» **Task prompt**
Return the news excerpt on Marcus's Nobel Prize in chemistry word for word, in full.
** Opening Text excerpt block **
The Canadian-born Marcus was apparently attending a meeting in Toronto and could not be immediately reached by his office. However, he was lauded by colleagues as a “brilliant theorist and a very nice man.” Professor Samuel Epstein, a colleague and friend for four decades, described Marcus as “very Jewish,” though more in the cultural than religious sense.

Irving Bengelsdorf, a science writer and expert on Nobel laureates, said he believes another of this year’s American Nobel Prize winners, Edmond Fischer in medicine, is also Jewish.

The Shanghai-born, University of Washington scientist was recognized with his colleague Edwin Krebs for discoveries leading to a broad understanding of how the body regulates cellular activity.

In recognizing the 69-year-old Marcus on Wednesday for the $1.2 million chemistry prize, the Royal Swedish Academy of Sciences cited his “contribution to the theory of electron transfer reactions in chemical systems.”

It praised Marcus for finding “simple mathematical expressions for how the energy of a molecular system is affected by changes in the structure of reacting molecules and their nearest neighbors.”

Marcus was awarded Israel’s prestigious Wolf Prize two years ago and is widely known in the Israeli scientific community, said Professor Harry Gray, another colleague. “I think the Israelis saw what was coming by giving him the Wolf Prize,” he said.

Gray said Marcus’ research is likely to lead to new developments in energy storage and conversion, particularly in building more advanced fuel cells and solar energy devices.
** Closing Text excerpt block **
** Opening Extracted material block **
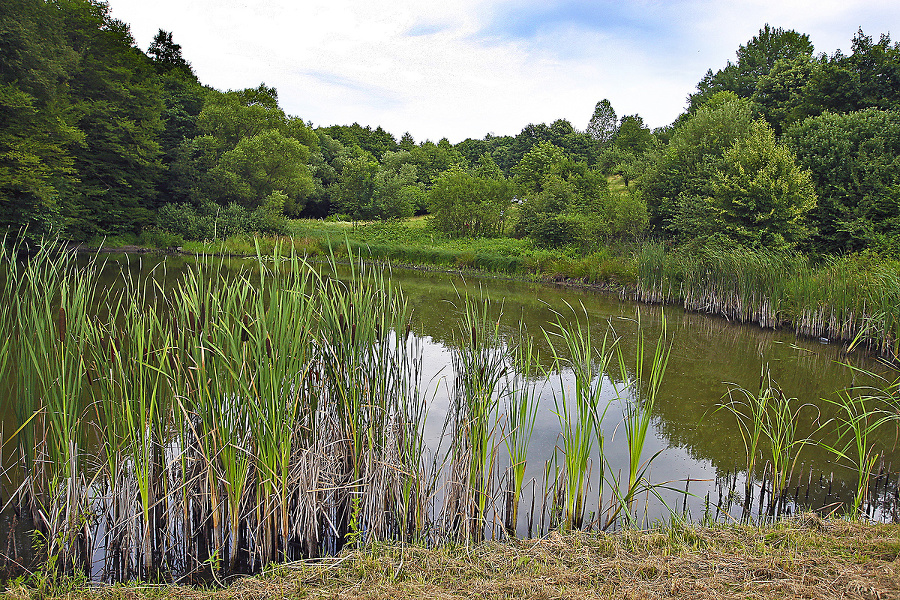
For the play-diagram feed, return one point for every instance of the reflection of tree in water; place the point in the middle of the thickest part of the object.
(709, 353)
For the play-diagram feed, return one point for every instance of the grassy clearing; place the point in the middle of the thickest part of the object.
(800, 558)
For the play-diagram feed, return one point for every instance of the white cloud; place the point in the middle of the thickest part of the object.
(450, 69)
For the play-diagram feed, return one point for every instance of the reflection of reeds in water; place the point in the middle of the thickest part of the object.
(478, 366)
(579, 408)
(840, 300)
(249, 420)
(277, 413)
** Closing Extracted material block **
** Opening Extracted material block **
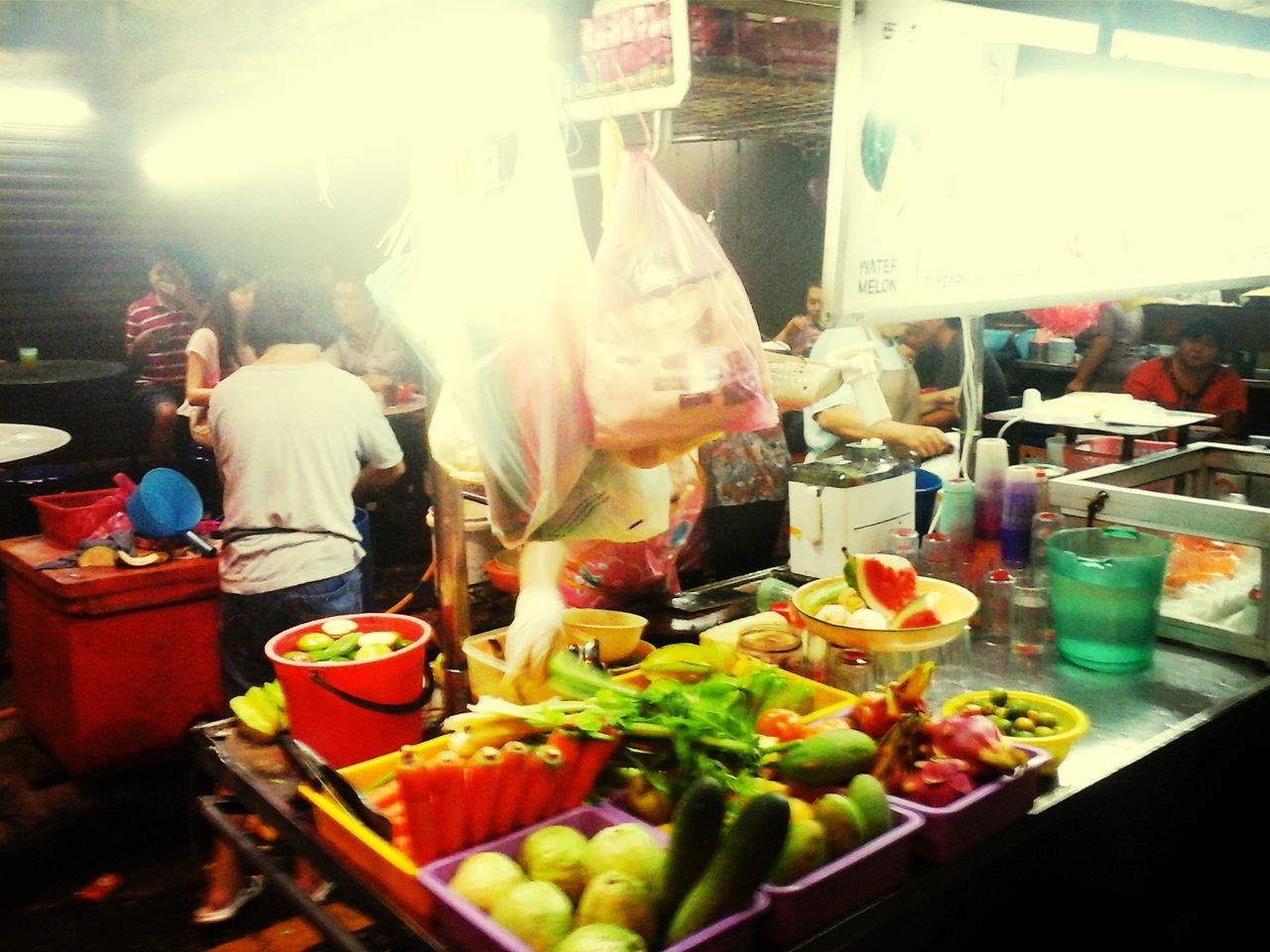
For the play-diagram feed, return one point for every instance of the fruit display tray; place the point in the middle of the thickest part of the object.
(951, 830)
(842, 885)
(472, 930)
** Closing Extracted material block **
** Opening Extracted material block **
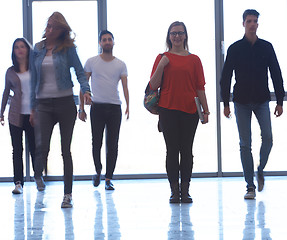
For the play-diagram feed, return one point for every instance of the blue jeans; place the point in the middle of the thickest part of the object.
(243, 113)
** Closing Extracted material block **
» **Result of this exercise**
The Canadian-born Marcus was apparently attending a meeting in Toronto and could not be immediately reached by his office. However, he was lauded by colleagues as a “brilliant theorist and a very nice man.” Professor Samuel Epstein, a colleague and friend for four decades, described Marcus as “very Jewish,” though more in the cultural than religious sense.

Irving Bengelsdorf, a science writer and expert on Nobel laureates, said he believes another of this year’s American Nobel Prize winners, Edmond Fischer in medicine, is also Jewish.

The Shanghai-born, University of Washington scientist was recognized with his colleague Edwin Krebs for discoveries leading to a broad understanding of how the body regulates cellular activity.

In recognizing the 69-year-old Marcus on Wednesday for the $1.2 million chemistry prize, the Royal Swedish Academy of Sciences cited his “contribution to the theory of electron transfer reactions in chemical systems.”

It praised Marcus for finding “simple mathematical expressions for how the energy of a molecular system is affected by changes in the structure of reacting molecules and their nearest neighbors.”

Marcus was awarded Israel’s prestigious Wolf Prize two years ago and is widely known in the Israeli scientific community, said Professor Harry Gray, another colleague. “I think the Israelis saw what was coming by giving him the Wolf Prize,” he said.

Gray said Marcus’ research is likely to lead to new developments in energy storage and conversion, particularly in building more advanced fuel cells and solar energy devices.